- EXERCISE OBJECTIVE
Render every line of the items below as a numbered list, omitting blank lines. Leave the pictures out of your answer.
--- start of TASK INPUTS ---
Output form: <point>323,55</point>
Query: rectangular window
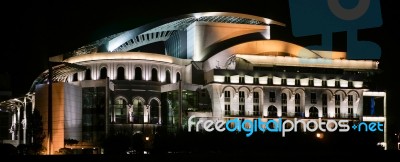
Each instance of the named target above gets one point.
<point>241,79</point>
<point>227,79</point>
<point>271,96</point>
<point>350,100</point>
<point>324,99</point>
<point>297,110</point>
<point>241,110</point>
<point>283,81</point>
<point>337,100</point>
<point>227,95</point>
<point>256,97</point>
<point>256,110</point>
<point>284,110</point>
<point>337,83</point>
<point>311,82</point>
<point>297,82</point>
<point>337,112</point>
<point>227,109</point>
<point>350,112</point>
<point>313,98</point>
<point>241,96</point>
<point>255,80</point>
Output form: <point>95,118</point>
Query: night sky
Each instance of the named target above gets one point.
<point>35,30</point>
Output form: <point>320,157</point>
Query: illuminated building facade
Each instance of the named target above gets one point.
<point>213,65</point>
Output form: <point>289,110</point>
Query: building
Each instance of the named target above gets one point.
<point>213,65</point>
--- end of TASK INPUTS ---
- RESULT OF THE TASK
1. Output form: <point>323,55</point>
2. Query: rectangular window
3. Each instance of the named target above gets one point.
4. <point>241,79</point>
5. <point>227,79</point>
6. <point>271,96</point>
7. <point>350,100</point>
8. <point>324,99</point>
9. <point>297,110</point>
10. <point>241,110</point>
11. <point>283,81</point>
12. <point>337,100</point>
13. <point>227,95</point>
14. <point>256,97</point>
15. <point>256,110</point>
16. <point>284,110</point>
17. <point>337,83</point>
18. <point>311,82</point>
19. <point>297,82</point>
20. <point>337,112</point>
21. <point>227,109</point>
22. <point>350,112</point>
23. <point>313,98</point>
24. <point>241,96</point>
25. <point>255,80</point>
26. Output form: <point>95,118</point>
27. Query: night sky
28. Each instance of the named target above gets one point.
29. <point>35,30</point>
30. Output form: <point>320,157</point>
31. Query: illuminated building facade
32. Each instance of the named target above gets one point.
33. <point>213,65</point>
34. Output form: <point>289,110</point>
35. Query: building
36. Each instance of the named target above gets one point.
37. <point>213,65</point>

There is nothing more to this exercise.